Exercise directions> Rewrite the material below, substituting "Exercise" for every "Practice step" and leaving everything else unchanged. Leave the pictures out.

Information supplied>
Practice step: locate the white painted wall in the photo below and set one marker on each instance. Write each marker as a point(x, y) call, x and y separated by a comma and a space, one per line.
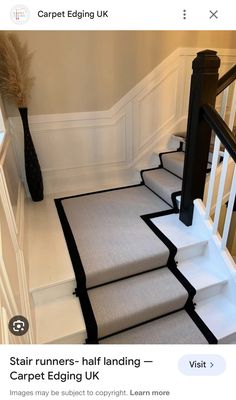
point(81, 151)
point(14, 292)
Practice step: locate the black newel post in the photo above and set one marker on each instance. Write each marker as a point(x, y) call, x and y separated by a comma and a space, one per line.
point(32, 167)
point(203, 91)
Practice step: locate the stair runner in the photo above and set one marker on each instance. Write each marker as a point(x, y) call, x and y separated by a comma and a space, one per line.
point(128, 283)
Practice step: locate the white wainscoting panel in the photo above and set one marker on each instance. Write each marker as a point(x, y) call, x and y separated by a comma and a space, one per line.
point(85, 151)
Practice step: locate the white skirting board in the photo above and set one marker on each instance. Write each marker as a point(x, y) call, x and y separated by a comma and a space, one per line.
point(80, 150)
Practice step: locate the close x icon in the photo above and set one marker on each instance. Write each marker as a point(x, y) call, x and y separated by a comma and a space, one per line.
point(213, 14)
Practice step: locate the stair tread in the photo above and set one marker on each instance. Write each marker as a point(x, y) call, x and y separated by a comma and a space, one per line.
point(56, 320)
point(174, 162)
point(134, 300)
point(177, 328)
point(113, 241)
point(180, 234)
point(219, 314)
point(163, 183)
point(199, 273)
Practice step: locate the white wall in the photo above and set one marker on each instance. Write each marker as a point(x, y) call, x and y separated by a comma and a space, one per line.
point(14, 297)
point(89, 150)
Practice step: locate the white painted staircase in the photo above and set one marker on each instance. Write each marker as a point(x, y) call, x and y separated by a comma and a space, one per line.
point(58, 314)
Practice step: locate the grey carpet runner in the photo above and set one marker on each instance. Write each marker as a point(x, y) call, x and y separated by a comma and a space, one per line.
point(127, 281)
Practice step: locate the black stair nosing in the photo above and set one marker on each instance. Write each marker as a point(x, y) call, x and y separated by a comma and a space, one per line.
point(169, 152)
point(57, 200)
point(172, 265)
point(209, 335)
point(173, 195)
point(80, 290)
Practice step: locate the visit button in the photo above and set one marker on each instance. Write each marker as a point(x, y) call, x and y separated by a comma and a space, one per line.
point(202, 364)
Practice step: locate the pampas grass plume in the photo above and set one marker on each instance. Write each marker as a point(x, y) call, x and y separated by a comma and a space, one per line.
point(15, 79)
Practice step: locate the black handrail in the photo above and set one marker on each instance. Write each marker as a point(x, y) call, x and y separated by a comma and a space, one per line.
point(226, 80)
point(221, 129)
point(202, 119)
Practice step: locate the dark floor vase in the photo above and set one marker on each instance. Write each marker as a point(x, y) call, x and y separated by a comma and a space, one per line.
point(32, 168)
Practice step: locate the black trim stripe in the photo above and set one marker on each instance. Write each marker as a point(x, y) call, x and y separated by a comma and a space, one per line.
point(82, 291)
point(171, 264)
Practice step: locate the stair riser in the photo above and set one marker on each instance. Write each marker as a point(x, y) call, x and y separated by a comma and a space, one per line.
point(230, 339)
point(54, 292)
point(209, 291)
point(191, 251)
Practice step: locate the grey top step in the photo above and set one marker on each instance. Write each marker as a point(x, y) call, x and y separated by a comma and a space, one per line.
point(177, 328)
point(134, 300)
point(163, 183)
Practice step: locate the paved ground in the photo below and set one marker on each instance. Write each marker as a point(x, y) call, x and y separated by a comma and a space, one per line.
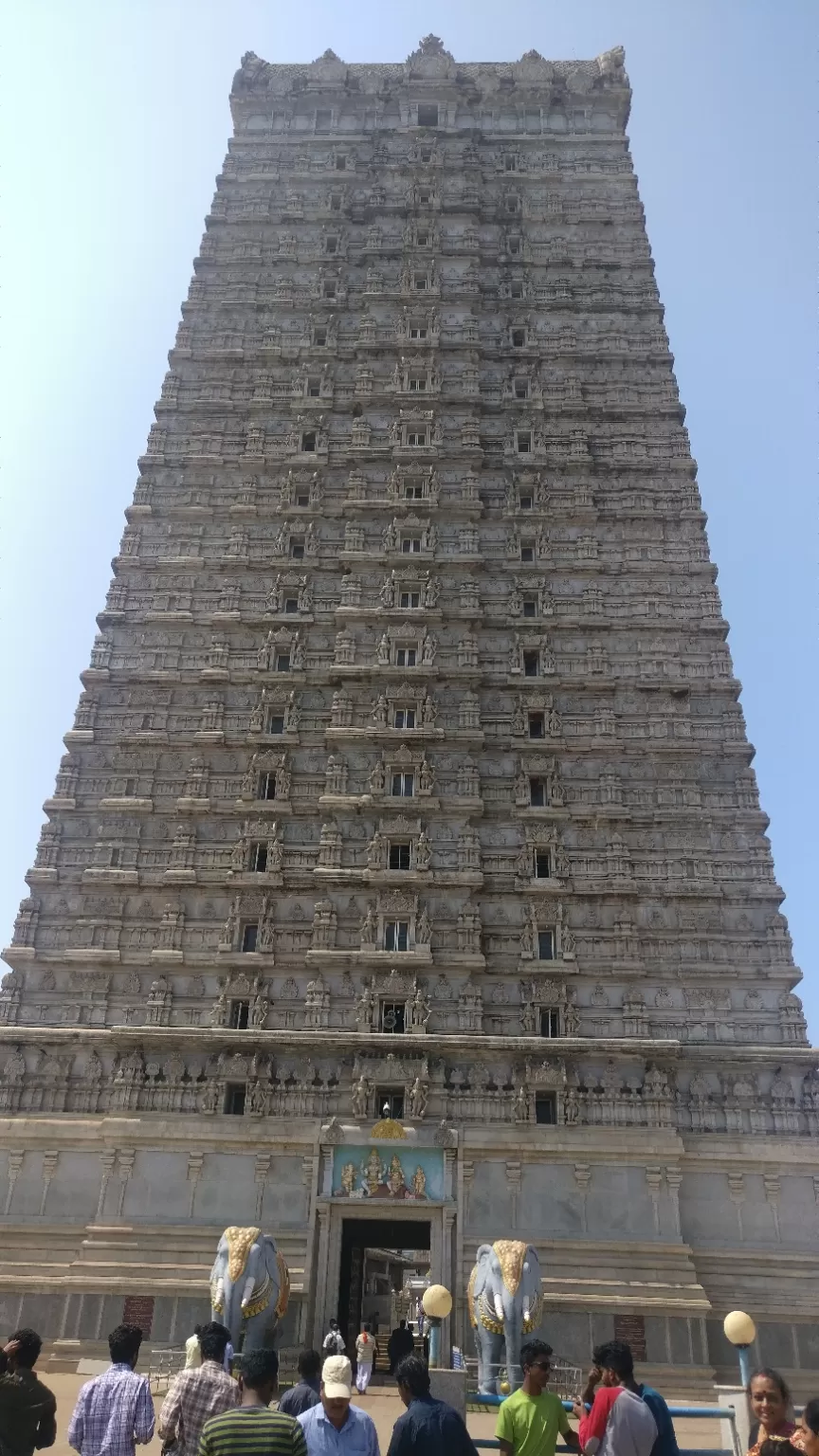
point(381, 1401)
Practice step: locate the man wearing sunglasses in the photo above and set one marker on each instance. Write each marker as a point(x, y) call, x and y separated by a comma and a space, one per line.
point(531, 1420)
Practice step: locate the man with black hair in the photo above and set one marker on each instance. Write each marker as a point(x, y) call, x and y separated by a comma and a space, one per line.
point(251, 1429)
point(308, 1391)
point(428, 1428)
point(532, 1418)
point(116, 1410)
point(27, 1406)
point(198, 1393)
point(626, 1418)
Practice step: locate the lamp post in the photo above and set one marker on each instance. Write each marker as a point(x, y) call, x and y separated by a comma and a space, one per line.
point(742, 1333)
point(437, 1303)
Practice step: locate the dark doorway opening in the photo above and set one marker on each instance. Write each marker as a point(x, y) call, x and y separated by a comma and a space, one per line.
point(363, 1246)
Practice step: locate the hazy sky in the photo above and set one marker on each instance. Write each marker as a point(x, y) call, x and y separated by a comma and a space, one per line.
point(114, 125)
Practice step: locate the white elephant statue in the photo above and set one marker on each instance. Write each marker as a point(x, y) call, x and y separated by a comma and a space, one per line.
point(506, 1303)
point(249, 1287)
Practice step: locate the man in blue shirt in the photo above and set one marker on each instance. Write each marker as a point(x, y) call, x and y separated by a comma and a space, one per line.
point(428, 1428)
point(336, 1428)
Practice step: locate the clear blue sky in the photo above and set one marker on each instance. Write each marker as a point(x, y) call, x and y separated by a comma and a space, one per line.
point(114, 125)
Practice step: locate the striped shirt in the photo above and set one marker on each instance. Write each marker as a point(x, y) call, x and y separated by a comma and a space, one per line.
point(252, 1430)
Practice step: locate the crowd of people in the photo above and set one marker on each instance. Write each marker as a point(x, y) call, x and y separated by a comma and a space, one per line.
point(210, 1412)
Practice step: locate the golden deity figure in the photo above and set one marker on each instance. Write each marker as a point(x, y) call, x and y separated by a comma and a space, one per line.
point(395, 1181)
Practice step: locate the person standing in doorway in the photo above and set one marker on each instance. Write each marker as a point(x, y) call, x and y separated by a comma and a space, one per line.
point(27, 1406)
point(531, 1420)
point(400, 1346)
point(626, 1417)
point(308, 1392)
point(337, 1428)
point(198, 1393)
point(334, 1339)
point(114, 1411)
point(365, 1357)
point(192, 1353)
point(428, 1428)
point(251, 1429)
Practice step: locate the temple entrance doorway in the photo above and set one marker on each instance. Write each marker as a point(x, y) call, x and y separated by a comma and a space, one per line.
point(384, 1265)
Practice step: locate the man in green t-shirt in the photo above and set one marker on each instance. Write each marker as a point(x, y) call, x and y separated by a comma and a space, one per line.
point(529, 1421)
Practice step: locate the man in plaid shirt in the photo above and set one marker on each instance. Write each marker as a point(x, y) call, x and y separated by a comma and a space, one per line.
point(116, 1410)
point(198, 1393)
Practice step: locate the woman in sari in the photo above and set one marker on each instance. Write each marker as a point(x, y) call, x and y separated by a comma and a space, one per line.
point(770, 1404)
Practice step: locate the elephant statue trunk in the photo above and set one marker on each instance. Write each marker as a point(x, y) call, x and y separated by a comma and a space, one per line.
point(504, 1305)
point(249, 1287)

Result>
Exercise: locate the white painted wall in the photo below and set one marker on each instance. Write each marker as a point(x, y) call, x and y separated by a comma and a space, one per line.
point(81, 151)
point(14, 292)
Exercise: locate the black newel post in the photo above and set one marker on each instance. Write each marker as a point(x, y) call, x and y separated by a comma and a space, one per line.
point(32, 167)
point(203, 91)
Exercise: locate the stair runner in the photo above and set one marker on each instance. Write each marker as a point(x, y) call, x and y separated by a comma and a space, one per line.
point(128, 283)
Exercise: locate the white wainscoting panel in the photo above and set one marker on each instance. Write each marker as a point(x, y) call, x and y separated by a comma and a space, one per line.
point(85, 151)
Exercise: locate the white skirting board in the photo above and set one marker on each instance. Write each marker as a point(x, y) call, x and y separated by a comma and a space, one per line.
point(80, 150)
Exercise: locate the close x icon in the photo above and set one marker on each instance. Write each marker as a point(x, y) call, x and y separated by a comma and a space, one per line.
point(213, 14)
Exercise: locate the stair tread in the photo above and set one marker on each instance. Write each marker as a point(x, y) call, x and y separated by a comma and a space, one per line.
point(56, 320)
point(174, 162)
point(134, 300)
point(177, 328)
point(113, 241)
point(180, 234)
point(219, 314)
point(163, 183)
point(199, 273)
Exercise: locate the white wall in the photo above and set one marker on each instance. Write each marker as a point(x, y) call, x and y separated by a comma and a space, one per line.
point(14, 297)
point(89, 150)
Exercise: locate the white painted staircase in the photo above and set one marker on each instance. Write each marker as a point(x, y) call, x and y separated by a comma and a space, one per line.
point(58, 314)
Exercise: locate the grey carpet runner in the photo above and set one marker on each instance. Write each marker as a point(x, y) call, x and y separated by a comma and a space, one per line.
point(127, 281)
Exercise: locate the black stair nosing in the photo above and set one marker on each instance. Write each marker as a point(x, y) call, x and y separated by a comma and a space, one per line.
point(169, 152)
point(57, 200)
point(172, 265)
point(209, 335)
point(173, 195)
point(80, 290)
Exercise: locate the visit button in the photo above and set one marker on each instance. Write each marker as a point(x, y) call, x and y separated by a comma and a space, one per line.
point(202, 364)
Exercise: locate the pampas grass plume in the photo above and set one marker on each instance. Write each marker as a point(x, y) call, x and y separated by a comma and a space, one per line.
point(15, 79)
Exercise: locate the black handrail in the photo above and set one marker on each instance. Write each marker as a point(x, y) call, x and y separated by a comma and a space, one per line.
point(226, 80)
point(221, 129)
point(202, 119)
Exercise: locate the dark floor vase in the photo above and set one marker on each instance. Write each marker as a point(x, y) call, x and y separated by a comma and a space, one per line.
point(32, 168)
Exercise: locate the black trim stripe in the photo above and set one marker on each instance. Write each marker as a point(x, y) call, x and y separated by a comma and a space, one per line.
point(82, 291)
point(171, 264)
Exercise: locate the stair riser in the photo above and set one marker on each instance. Write each marker as a point(x, y) call, x and y separated by a comma and a space, one per line.
point(230, 339)
point(54, 292)
point(209, 291)
point(191, 251)
Exercise: locate the grey top step in the photo above and set one marker on each instance. Write each marker as a point(x, y) call, x and y separated by a comma and a space, one per line.
point(177, 328)
point(134, 300)
point(163, 183)
Exercise: locate the paved ground in the photo below and set one marker on each instance. Write each marker as a point(x, y) call, x and y separated by a comma and a space, one per line.
point(381, 1401)
Exercise: locate the man wearing sunglasses in the photo above and set one marker on each instance. Write each marker as a point(x, y) call, x and y separated by a comma and a space, one per line.
point(531, 1420)
Exercise: locate the man with black hair in the photo above and set one marker on each instance. Write each marker as a point(x, y) call, x and y separated by a comma and a space, one per line.
point(251, 1429)
point(308, 1391)
point(428, 1428)
point(532, 1418)
point(116, 1410)
point(27, 1406)
point(198, 1393)
point(626, 1418)
Exercise: locate the lamp post in the photo above and set one marker on each instance. Write each marker as a point(x, y) call, x and y separated by a comma and a space, one per line.
point(742, 1333)
point(437, 1303)
Exercise: locate the dark doorway opening in the photo above and set one marker on each instance. Write each marker as a point(x, y) call, x and y separated by a comma and a space, one per line.
point(363, 1246)
Exercise: locate the hazy sky in the photo above and set one marker on each instance. Write each marker as a point(x, y) call, x and y separated by a comma and a space, one per line.
point(114, 125)
Exercise: locate the white elephant statue in the photo above and set one marker on each instance. Write each marker as a point(x, y) call, x and y separated by a comma and a space, one per line.
point(506, 1303)
point(249, 1287)
Exercise: locate the man in blue shirt in the photo above and set one marker on each instance. Write each marker as a point(x, y) call, x and y separated by a comma and a space, one per line.
point(428, 1428)
point(336, 1428)
Exercise: locate the clear blue sky in the photo above and set one marker on each instance. Write each marker as a point(x, y) call, x and y separated by a comma and a space, one per line.
point(114, 125)
Exercise: locate the striped shirt in the photo above and set one marker on each instance. Write each marker as a point(x, y) call, x and y separated by a comma and a space, one per line.
point(252, 1430)
Exercise: locate the crowd of people in the photo above and set one marker on each instance. Write each marker as a point(x, y) call, x and y separated by a comma and a space, one per line.
point(210, 1412)
Exercise: locate the golden deity figure in the photo above and set one marker on each instance. Write each marker as a point(x, y) call, x and y separated by a comma and a space, one per line.
point(395, 1181)
Exercise: locate the person standing in doorway in the photo above and set one marker on each instance. Write each marker as a point(x, y) call, x and y separated by a comma and a space, one per line.
point(27, 1406)
point(531, 1420)
point(400, 1346)
point(626, 1417)
point(308, 1392)
point(337, 1428)
point(198, 1393)
point(334, 1339)
point(114, 1411)
point(365, 1357)
point(192, 1353)
point(428, 1428)
point(251, 1429)
Exercise: locate the temple entrance doorway in the photo above and set one marker on each instance. Write each marker as a point(x, y) call, x and y separated by a comma and a space, one per line.
point(384, 1265)
Exercise: locate the man in green t-shirt in the photo above and set one marker on each instance. Write each marker as a point(x, y) call, x and y separated by a comma and a space, one per line.
point(529, 1421)
Exercise: locate the man in plaid shirt in the photo above and set one marker on each instance. Write each marker as a point(x, y) call, x and y separated by a comma and a space, one per line.
point(116, 1410)
point(198, 1393)
Exercise: locate the woman in sari in the photo above and set one marker on each instance. Write each marker as a point(x, y) call, x and y separated by a comma and a space, one per line.
point(770, 1404)
Exercise: locate the elephant statue trunk in the photo above and set one marker on each instance. Write each marker as a point(x, y) call, x and y separated by a comma and a space, one per line.
point(504, 1305)
point(249, 1287)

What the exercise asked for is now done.